- _Fragmento del texto_:

────────────────────────────────────────

22 de julio de 2008

No hay ningún fin





No hay ningún fin.



Ni siquiera sabemos por qué estamos aquí, pura necesidad de otras personas que nos trajeron a la vida por instinto.

Por tanto sólo hay dos caminos: hacer desaparecer esa vida que nos dieron sin saber para qué o darse un paseo por ella. Tal vez la diferencia, sentir o no sentir, sea lo que hace que nos quedemos.Y si decidimos esto último, o damos el paseo andando o nos subimos al carro a ver el paisaje desde él. Otra opción.

Algo hay en mí que me empuja a caminar, aunque sea a gatas en muchas ocasiones, o arrastrándome con vergüenza.


Así pues: caminaré.


Me nacieron sola. Como a todos, excepto a los gemelos, y esa es otra historia, una soledad dividida entre dos iguales.


Peor aún.





Tanteamos durante los primeros años, picoteamos, buscamos no se sabe bien el qué y un día nos toca caminar con alguien y elegimos (o eso creemos). Pero... siempre nos dijeron que ese caminar llevaba consigo un certificado de seguridad. Nos engañaron. Un buen día te das cuenta y te alegras: ¡qué bonito! Es diferente, es original, es un reto... Sigues engañándote: no es un juego.

Decides? y tiras, o así te lo crees, las pantuflas, el mando de la tele, la tele entera, las fiestas familiares, la coquetería, las ideas religiosas, el sólo tuya, la cama matrimonial, el fútbol, el festival de eurovisión, la literatura romántica, el aburrimiento, el sillón-bol, la política, las revistas del corazón, La gran familia, La familia y uno más, a Marx, la prensa, los Reyes Magos, la Navidad, los viajes organizados...

No es un juego.

Es duro.

Es real: me nacieron sola.

Además (¿peor?): no tiras simplemente: sustituyes sin darte cuenta.

────────────────────────────────────────

- _Listado_:

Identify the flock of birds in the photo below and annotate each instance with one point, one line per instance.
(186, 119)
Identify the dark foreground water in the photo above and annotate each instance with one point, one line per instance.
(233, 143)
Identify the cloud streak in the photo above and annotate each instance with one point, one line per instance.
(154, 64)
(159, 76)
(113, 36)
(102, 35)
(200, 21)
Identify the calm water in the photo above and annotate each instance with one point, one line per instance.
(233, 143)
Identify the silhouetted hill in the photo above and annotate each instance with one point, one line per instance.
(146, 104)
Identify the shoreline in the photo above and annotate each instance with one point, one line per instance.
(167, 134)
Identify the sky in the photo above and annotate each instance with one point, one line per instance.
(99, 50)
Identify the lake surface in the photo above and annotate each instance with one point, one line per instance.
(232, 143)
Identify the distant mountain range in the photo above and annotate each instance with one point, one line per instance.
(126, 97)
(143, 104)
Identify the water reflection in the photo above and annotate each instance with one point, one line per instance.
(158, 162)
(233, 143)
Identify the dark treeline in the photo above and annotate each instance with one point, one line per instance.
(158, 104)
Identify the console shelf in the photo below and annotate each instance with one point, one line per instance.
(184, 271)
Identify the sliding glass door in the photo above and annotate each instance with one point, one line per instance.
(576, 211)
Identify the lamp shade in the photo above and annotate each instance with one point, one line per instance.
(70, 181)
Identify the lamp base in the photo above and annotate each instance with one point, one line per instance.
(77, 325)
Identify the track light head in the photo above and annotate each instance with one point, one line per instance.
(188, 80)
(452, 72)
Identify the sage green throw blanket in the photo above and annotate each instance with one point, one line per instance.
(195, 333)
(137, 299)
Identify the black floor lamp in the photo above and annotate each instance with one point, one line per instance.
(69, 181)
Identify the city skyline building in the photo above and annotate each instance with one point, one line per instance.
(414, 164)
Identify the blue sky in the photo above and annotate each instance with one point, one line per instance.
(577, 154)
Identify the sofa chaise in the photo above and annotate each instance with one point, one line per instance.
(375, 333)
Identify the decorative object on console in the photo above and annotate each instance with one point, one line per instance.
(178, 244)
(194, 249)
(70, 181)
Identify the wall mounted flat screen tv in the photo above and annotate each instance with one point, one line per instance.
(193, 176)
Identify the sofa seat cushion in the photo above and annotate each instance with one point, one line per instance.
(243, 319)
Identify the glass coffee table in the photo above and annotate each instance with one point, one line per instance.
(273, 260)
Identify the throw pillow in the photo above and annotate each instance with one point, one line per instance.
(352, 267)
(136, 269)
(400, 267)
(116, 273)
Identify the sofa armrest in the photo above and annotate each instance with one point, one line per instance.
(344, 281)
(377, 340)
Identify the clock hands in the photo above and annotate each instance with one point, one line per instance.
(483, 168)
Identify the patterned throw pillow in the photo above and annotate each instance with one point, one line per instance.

────────────────────────────────────────

- _Por hacer_:
• 1. Reproduce, por favor, el fragmento del texto comenzando en "Por tanto sólo" y siguiendo hasta "Así pues: caminaré.".
• 2. Localiza todas las filas que contienen la palabra "console" y cópialas.

- _Respuestas dadas_:
• 1.
Por tanto sólo hay dos caminos: hacer desaparecer esa vida que nos dieron sin saber para qué o darse un paseo por ella. Tal vez la diferencia, sentir o no sentir, sea lo que hace que nos quedemos.Y si decidimos esto último, o damos el paseo andando o nos subimos al carro a ver el paisaje desde él. Otra opción.

Algo hay en mí que me empuja a caminar, aunque sea a gatas en muchas ocasiones, o arrastrándome con vergüenza.


Así pues: caminaré.

• 2.
Identify the console shelf in the photo below and annotate each instance with one point, one line per instance.
Identify the decorative object on console in the photo above and annotate each instance with one point, one line per instance.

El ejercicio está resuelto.